→ List of tasks
**1)** Answer these questions about the abstract on the diffusion of innovations:
(a) In which month and year was the conference listed under the title held?
(b) In epidemic models, what is the only mechanism for learning about a new product?
(c) What name is given to the effect in which potential adopters reject an innovation in an attempt to look different from others?
**2)** Write the passage that comes next in the abstract on the diffusion of innovations, picking up after its final sentence.

Drivers of Diffusion of Consumer Products: Empirical Evidence from the Digital Audio Player Market
affiliation not provided to SSRN
Bocconi University - Department of Management and Technology
CRIOS-Bocconi University; Department of economics and management
October 14, 2010
ESA Research Network Sociology of Culture Midterm Conference: Culture and the Making of Worlds, October 2010
The diffusion of innovations has always represented a fruitful topic of research in the field of innovation studies. Scholars in this area have discussed at length about the most relevant factors influencing the timing of adoption and alternative explanations of the determinants of the diffusion pattern have been proposed. A first class of models focussed on the role of information in explaining the diffusion of a new product. This is the case of epidemic models (Griliches, 1957; Mansfield, 1961), in which 'word-of-mouth' is the only mechanism to get to know about a new product or technology and, as a consequence, the innovation spreads among its potential adopters like an infectious disease by personal contact. A second class of models focussed on the characteristics of individual adopters as determinants of adoption and claimed that diffusion is not instantaneous because adopters are heterogeneous. These are Probit (or 'rank') models (David, 1966, 1969, Davies, 1979) in which rational agents are assumed to be fully informed about the innovation. A third class of models examines the effect of the stock of previous adopters on the decision of potential adopters. This effect can be negative, as in the case of the so-called 'game theoretic' models, in which an increase in the number of adopters negatively influences its profitability in the future (Reiganum, 1981), or positive, as in the case of models in which the stock of previous adopters is meant to produce a positive externality. This type of externality has been conceptualised in different ways, for example as a direct or indirect network effect (Katz and Shapiro, 1985, 1994; Farrel and Saloner, 1985), as an informational cascade (Bikhchandani et al., 1992 and 1998; Banerjee, 1992). Finally, a last class of models claims that returns on adoption depends on the position of a particular adopter in the order of adoption. In particular, early adopters are supposed to gain a sort of first-mover advantage that later adopter will not be able to exploit (Ireland and Stoneman, 1985; Fudenberg and Tirole, 1985). Late adopters are subject to two opposing forces. The first one is a bandwagon effect triggered by the observation of previous adopters and resulting in phenomena such as fads and fashions. The other one is a 'snob effect' which can occur when potential adopters reject the innovation trying to look different than others (Abrahamson and Rosenkopf, 1993).

→ Data section
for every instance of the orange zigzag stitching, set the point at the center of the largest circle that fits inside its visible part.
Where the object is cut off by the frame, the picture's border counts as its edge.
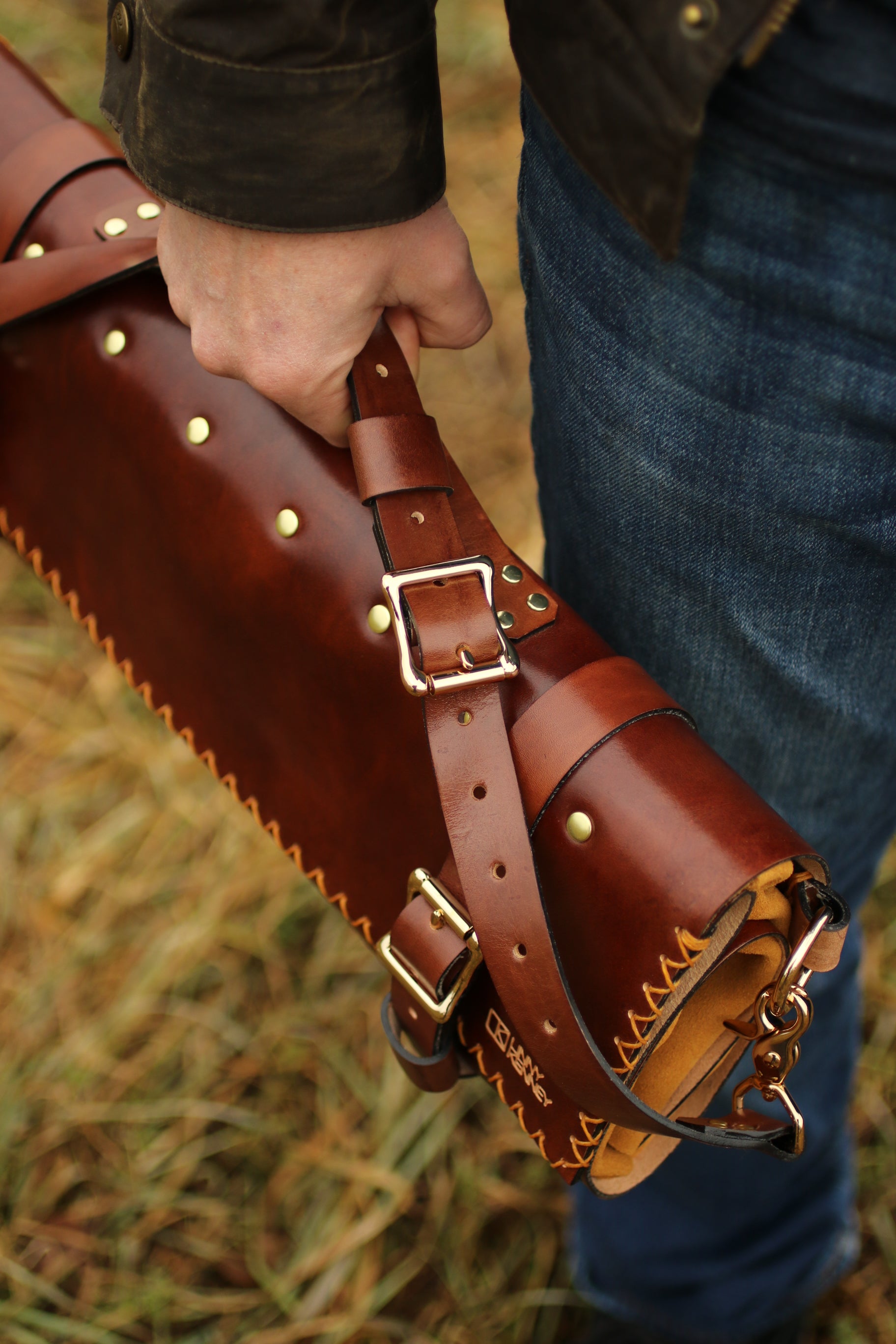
(108, 644)
(687, 945)
(539, 1136)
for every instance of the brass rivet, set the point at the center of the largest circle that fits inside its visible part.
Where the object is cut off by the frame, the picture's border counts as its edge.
(198, 430)
(698, 17)
(120, 31)
(286, 522)
(579, 826)
(379, 618)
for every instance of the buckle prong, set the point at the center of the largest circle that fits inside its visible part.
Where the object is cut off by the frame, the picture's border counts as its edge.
(441, 902)
(468, 674)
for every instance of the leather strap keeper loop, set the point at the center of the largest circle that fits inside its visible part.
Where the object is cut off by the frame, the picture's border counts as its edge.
(394, 453)
(429, 1073)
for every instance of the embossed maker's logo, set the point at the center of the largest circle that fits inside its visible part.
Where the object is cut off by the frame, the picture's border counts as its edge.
(529, 1071)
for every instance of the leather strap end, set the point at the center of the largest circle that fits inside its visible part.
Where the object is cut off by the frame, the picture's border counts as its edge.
(394, 453)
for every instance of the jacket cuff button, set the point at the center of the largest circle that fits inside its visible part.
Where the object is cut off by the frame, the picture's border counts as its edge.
(121, 33)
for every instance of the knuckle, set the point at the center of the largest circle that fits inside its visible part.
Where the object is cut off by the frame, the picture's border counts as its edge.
(211, 351)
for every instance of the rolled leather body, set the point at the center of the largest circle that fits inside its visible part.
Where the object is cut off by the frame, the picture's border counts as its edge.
(668, 917)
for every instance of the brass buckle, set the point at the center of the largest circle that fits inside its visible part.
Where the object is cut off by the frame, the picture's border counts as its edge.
(468, 674)
(440, 1010)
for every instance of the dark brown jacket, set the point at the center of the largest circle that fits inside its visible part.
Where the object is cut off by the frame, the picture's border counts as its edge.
(324, 114)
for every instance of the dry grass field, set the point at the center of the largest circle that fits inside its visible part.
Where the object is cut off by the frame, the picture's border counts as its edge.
(202, 1138)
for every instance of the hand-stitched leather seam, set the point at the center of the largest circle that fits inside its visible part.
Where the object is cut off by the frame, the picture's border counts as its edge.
(166, 713)
(691, 951)
(496, 1080)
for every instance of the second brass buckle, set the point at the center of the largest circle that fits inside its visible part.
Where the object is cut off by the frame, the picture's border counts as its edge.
(441, 901)
(437, 683)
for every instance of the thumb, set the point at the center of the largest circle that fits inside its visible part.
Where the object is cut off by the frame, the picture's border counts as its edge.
(403, 326)
(436, 280)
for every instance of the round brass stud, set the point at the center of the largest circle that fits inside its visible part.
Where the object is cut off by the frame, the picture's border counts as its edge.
(379, 618)
(120, 31)
(198, 430)
(579, 826)
(696, 18)
(286, 522)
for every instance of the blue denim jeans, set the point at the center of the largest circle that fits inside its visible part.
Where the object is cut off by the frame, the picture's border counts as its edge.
(715, 444)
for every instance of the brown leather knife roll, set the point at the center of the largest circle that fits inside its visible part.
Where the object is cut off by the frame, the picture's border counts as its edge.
(574, 894)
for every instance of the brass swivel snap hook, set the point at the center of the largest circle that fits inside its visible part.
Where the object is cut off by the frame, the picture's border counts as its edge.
(774, 1054)
(781, 1015)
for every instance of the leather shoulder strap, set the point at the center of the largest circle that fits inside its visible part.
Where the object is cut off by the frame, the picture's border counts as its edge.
(30, 287)
(42, 163)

→ Responses by task
**1)**
(a) October 2010
(b) Word-of-mouth
(c) The "snob effect"

**2)**
Empirically, few papers have provided a comparison across different models (the notable exceptions being Karshenas and Stoneman, 1993; and Zettelmeyer and Stoneman, 1993). The aim of the present paper is to study empirically the impact of each of the above-discussed factors on the adoption and diffusion of a consumer technology. In particular, we will test the alternative models in the context of the diffusion of portable Digital Audio Players (DAPs), one of the most innovative and successful hitech product in the last decade. Our empirical analysis relies upon a survey of 1562 young potential adopters from 8 European countries (France, Germany, Italy, Portugal, Netherlands, Spain, Switzerland, UK) and Japan. We will perform duration analysis to understand the factors that affect the conditional probability that a user adopts a DAP at a time t, given that he or she has not adopted at t-1. Both semi-parametric and parametric models will be estimated including different specifications of the baseline hazard function. This methodology and the type of data collected will allow us to test whether the assumptions underlying the most common models of diffusion provide an adequate explanation of the pattern of diffusion of DAPs for the users in our sample.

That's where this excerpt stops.